## WHAT YOU ARE ASKED TO DO
Write out the data again in full, exactly as it reads.

## ENTRIES SUPPLIED
○ ○ ○
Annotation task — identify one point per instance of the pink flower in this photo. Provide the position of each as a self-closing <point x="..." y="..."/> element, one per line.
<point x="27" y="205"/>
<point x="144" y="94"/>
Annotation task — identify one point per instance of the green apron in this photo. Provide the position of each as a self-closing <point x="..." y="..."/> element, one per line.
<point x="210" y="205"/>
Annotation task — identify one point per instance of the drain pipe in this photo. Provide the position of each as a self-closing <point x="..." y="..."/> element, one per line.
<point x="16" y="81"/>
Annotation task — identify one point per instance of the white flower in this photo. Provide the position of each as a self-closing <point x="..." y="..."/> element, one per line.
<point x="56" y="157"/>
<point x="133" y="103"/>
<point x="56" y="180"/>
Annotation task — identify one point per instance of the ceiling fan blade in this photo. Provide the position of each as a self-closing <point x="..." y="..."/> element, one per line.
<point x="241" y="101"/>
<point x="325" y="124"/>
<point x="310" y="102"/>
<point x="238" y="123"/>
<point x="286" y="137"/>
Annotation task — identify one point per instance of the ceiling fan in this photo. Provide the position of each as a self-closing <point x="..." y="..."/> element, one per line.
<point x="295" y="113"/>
○ ○ ○
## ANSWER BOX
Annotation task — identify one point per instance of the pink flower in this photo. Provide the position of each as a self-closing <point x="..." y="..."/> element, one per line.
<point x="27" y="205"/>
<point x="144" y="94"/>
Annotation task — identify one point per instance of the green apron in this photo. Provide the position of each as a self-closing <point x="..." y="..."/> element, one per line.
<point x="210" y="205"/>
Annotation task — identify one point per instance of the drain pipe in this photo. Provide the position of each as a self-closing <point x="..." y="..."/> element, one per line.
<point x="16" y="81"/>
Annotation task — identify one point per instance of the white flower in this photo. Provide the position of each as a self-closing <point x="..." y="..."/> element, one per line.
<point x="56" y="157"/>
<point x="133" y="103"/>
<point x="56" y="180"/>
Annotation task — identify one point per instance of the ceiling fan blade in this photo. Provide the position of each as a self-closing <point x="..." y="..."/> element, one per line.
<point x="241" y="101"/>
<point x="325" y="124"/>
<point x="310" y="102"/>
<point x="238" y="123"/>
<point x="286" y="137"/>
Annotation task — identify one point per instance of the ceiling fan in this photo. Provide the position of each as a self-closing <point x="..." y="..."/> element, one per line.
<point x="295" y="113"/>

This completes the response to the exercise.